-- TASK ITEM --
Transcribe the full listing below exactly.

-- INPUT RECORDS --
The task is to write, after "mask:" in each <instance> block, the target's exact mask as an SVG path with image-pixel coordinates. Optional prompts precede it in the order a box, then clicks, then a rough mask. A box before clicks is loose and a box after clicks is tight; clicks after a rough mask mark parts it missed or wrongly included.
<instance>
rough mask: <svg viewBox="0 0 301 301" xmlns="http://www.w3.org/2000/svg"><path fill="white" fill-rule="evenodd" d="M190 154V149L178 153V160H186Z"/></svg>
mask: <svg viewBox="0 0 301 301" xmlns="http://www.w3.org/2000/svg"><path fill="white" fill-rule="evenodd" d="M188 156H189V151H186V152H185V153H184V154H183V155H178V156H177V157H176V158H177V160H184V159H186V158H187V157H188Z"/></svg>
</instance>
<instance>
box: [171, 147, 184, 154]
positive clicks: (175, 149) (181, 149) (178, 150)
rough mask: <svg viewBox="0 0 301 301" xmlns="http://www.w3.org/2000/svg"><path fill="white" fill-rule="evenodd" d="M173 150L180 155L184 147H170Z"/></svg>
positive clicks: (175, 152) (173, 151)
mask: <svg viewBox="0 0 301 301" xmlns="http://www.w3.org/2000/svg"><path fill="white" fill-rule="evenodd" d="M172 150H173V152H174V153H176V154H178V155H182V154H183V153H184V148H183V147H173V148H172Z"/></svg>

-- TASK ANSWER --
The task is to write, after "mask:" in each <instance> block, the target's exact mask as an SVG path with image-pixel coordinates. Optional prompts precede it in the order a box, then clicks, then a rough mask. A box before clicks is loose and a box after clicks is tight; clicks after a rough mask mark parts it missed or wrongly included.
<instance>
rough mask: <svg viewBox="0 0 301 301" xmlns="http://www.w3.org/2000/svg"><path fill="white" fill-rule="evenodd" d="M190 154V149L178 153V160H186Z"/></svg>
mask: <svg viewBox="0 0 301 301" xmlns="http://www.w3.org/2000/svg"><path fill="white" fill-rule="evenodd" d="M188 156H189V151H186V152H185V153H184V154H183V155H178V156H177V157H176V158H177V160H184V159H186V158H187V157H188Z"/></svg>
</instance>
<instance>
box: [171, 147, 184, 154]
positive clicks: (175, 149) (181, 149) (178, 150)
rough mask: <svg viewBox="0 0 301 301" xmlns="http://www.w3.org/2000/svg"><path fill="white" fill-rule="evenodd" d="M173 150L180 155L184 147H170Z"/></svg>
positive clicks: (175, 152) (173, 151)
mask: <svg viewBox="0 0 301 301" xmlns="http://www.w3.org/2000/svg"><path fill="white" fill-rule="evenodd" d="M172 150H173V152H174V153H176V154H178V155H182V154H183V153H184V148H183V147H173V148H172Z"/></svg>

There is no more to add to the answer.